CHALLENGES:
**1.** Summarize the forum thread on hyper bus timing in two sentences.
**2.** Reproduce the part of the forum thread on hyper bus timing that opens with "And after those" and closes with "do carpentry now.".
**3.** Carry on the forum thread on hyper bus timing from the point where it stops.

And after those tests, try shifting the adaptor to the other end so that the hyper data bus is shorter than the hyper clock.

Scroungre · 2021-09-20 02:07

Both interesting thoughts, but if it's perfect as it is (which I'm not sure - Instead of "percentage of successful read/write cycles" I'd rather see "Errors in [say] 10,000 cycles") there's not much point in trying to make it better. Unless I can coax the KISS to 350 and find errors thereby.

I'll try your suggestions anyhow - even if it makes it worse, that's useful information. Oddly enough, unlike the Edge breadboard, the headers on the KISS are equally spaced, so I can move down eight data pins at a time (if I stick in some more headers). I don't think the code will like that, though. Maybe I can tweak it a little - more news to come later. Hafta go do carpentry now.

So far, so good, S.

evanh · 2021-09-20 04:40

You're right. I didn't even look at your supplied report file. The fails you are getting above 300 MHz are sounding like a chip reset rather than hyper timing limits. Your report, when compared to the Eval Board, shows there is more room for tight integration. The new Edge Board with RAM should be highly reliable at all clock rates.

RECORDED DATA:
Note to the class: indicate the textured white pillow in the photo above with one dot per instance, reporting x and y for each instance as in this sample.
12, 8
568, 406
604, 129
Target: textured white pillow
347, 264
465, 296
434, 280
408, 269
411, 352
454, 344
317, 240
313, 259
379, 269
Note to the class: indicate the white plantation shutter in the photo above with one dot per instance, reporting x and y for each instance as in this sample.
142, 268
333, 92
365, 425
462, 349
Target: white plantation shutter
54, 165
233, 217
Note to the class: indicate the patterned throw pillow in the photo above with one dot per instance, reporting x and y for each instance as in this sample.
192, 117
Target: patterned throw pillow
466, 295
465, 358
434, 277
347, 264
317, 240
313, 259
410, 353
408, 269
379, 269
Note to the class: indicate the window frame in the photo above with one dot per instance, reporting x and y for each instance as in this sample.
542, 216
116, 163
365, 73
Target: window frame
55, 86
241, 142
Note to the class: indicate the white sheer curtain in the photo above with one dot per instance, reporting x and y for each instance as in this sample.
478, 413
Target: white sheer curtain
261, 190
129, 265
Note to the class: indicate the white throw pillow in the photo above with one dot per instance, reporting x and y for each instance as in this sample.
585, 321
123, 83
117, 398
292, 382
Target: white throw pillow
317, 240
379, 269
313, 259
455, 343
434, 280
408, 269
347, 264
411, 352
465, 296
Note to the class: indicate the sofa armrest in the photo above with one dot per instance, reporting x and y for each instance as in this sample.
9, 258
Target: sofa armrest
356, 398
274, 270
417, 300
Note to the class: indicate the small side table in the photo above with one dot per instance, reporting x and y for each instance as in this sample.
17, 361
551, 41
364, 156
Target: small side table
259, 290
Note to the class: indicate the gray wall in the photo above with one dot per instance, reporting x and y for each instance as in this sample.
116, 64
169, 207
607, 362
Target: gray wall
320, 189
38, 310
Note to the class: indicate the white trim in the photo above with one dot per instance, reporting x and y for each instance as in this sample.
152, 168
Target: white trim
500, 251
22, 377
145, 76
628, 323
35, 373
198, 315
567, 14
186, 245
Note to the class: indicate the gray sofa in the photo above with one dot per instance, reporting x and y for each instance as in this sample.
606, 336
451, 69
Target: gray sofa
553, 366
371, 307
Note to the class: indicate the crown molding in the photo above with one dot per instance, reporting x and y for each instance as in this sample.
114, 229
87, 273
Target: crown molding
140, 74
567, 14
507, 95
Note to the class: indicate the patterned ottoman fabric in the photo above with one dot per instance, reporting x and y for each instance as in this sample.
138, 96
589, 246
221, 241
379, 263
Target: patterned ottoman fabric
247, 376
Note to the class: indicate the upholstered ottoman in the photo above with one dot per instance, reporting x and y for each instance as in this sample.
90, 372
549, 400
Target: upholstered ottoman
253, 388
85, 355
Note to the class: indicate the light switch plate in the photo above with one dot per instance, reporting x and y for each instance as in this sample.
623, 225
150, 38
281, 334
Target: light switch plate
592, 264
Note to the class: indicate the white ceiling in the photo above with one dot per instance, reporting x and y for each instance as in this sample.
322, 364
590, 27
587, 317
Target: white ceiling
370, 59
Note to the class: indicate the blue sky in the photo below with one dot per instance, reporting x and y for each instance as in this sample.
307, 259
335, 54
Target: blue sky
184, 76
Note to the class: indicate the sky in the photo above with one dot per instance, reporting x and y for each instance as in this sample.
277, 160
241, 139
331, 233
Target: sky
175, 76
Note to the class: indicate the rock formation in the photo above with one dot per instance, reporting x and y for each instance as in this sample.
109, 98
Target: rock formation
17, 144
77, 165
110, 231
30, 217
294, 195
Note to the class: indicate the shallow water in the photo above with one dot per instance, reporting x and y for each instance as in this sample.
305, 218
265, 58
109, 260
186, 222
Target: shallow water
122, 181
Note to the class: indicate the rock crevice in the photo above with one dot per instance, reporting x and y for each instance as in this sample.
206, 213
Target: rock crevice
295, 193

RESPONSES IN ORDER:
**1.** Scroungre sees little point in improving a setup that may already be perfect unless pushing the KISS to 350 turns up errors, but still plans to try the suggestions because even a worse result is useful information. In reply, evanh says the failures above 300 MHz sound like a chip reset rather than hyper timing limits, and that the new Edge Board with RAM should be highly reliable at all clock rates.

**2.**
And after those tests, try shifting the adaptor to the other end so that the hyper data bus is shorter than the hyper clock.

Scroungre · 2021-09-20 02:07

Both interesting thoughts, but if it's perfect as it is (which I'm not sure - Instead of "percentage of successful read/write cycles" I'd rather see "Errors in [say] 10,000 cycles") there's not much point in trying to make it better. Unless I can coax the KISS to 350 and find errors thereby.

I'll try your suggestions anyhow - even if it makes it worse, that's useful information. Oddly enough, unlike the Edge breadboard, the headers on the KISS are equally spaced, so I can move down eight data pins at a time (if I stick in some more headers). I don't think the code will like that, though. Maybe I can tweak it a little - more news to come later. Hafta go do carpentry now.

**3.**
Scroungre · 2021-09-20 06:46

It does reek a bit of a chip reset. The RAM test walks up through the frequencies, and if you go over 300MHz it clears the serial terminal window! Rude, that! Can't cut'n'paste at all, let alone logfile it (at least, not with the Propellor Serial Terminal). It also seems a really 'hard' limit - just a bit over, nothing, at 300 exactly, everything's working fine.

If it were weird power or bum caps or something, I'd expect more "flakiness" - more of a 'fuzzy' limit, where below it you get occasional errors and above it you get occasional success.

Looking forward to the Edge with RAM, although the KISS is a more convenient form factor for me. That's just me... S.

rogloh · 2021-09-20 07:08

I don't see what would be intentionally fitted in place to cause a hard P2 reset above 300MHz. If it is thermal or some current limit on the KISS board then it should also probably be load dependent and idling a single COG at 300MHz shouldn't hit that limit so you could write something that just clocks it at over 300MHz and doesn't do much else and see if that works without failure. Also you could monitor the reset pin too when you encounter this. My own P2ME2 board can reset the P2 if the regulator power good signal is driven low indicating the 1.8V voltage is out of range or for a UVLO condition, maybe your KISS board does something similar.

I think the next gen EDGE should help resolve your problems when it arrives assuming it's all designed well timing wise (should be given its small size) and its power design is solid. The P2-EVAL also works reasonably well (apart from use of P28-P31 for high speed stuff).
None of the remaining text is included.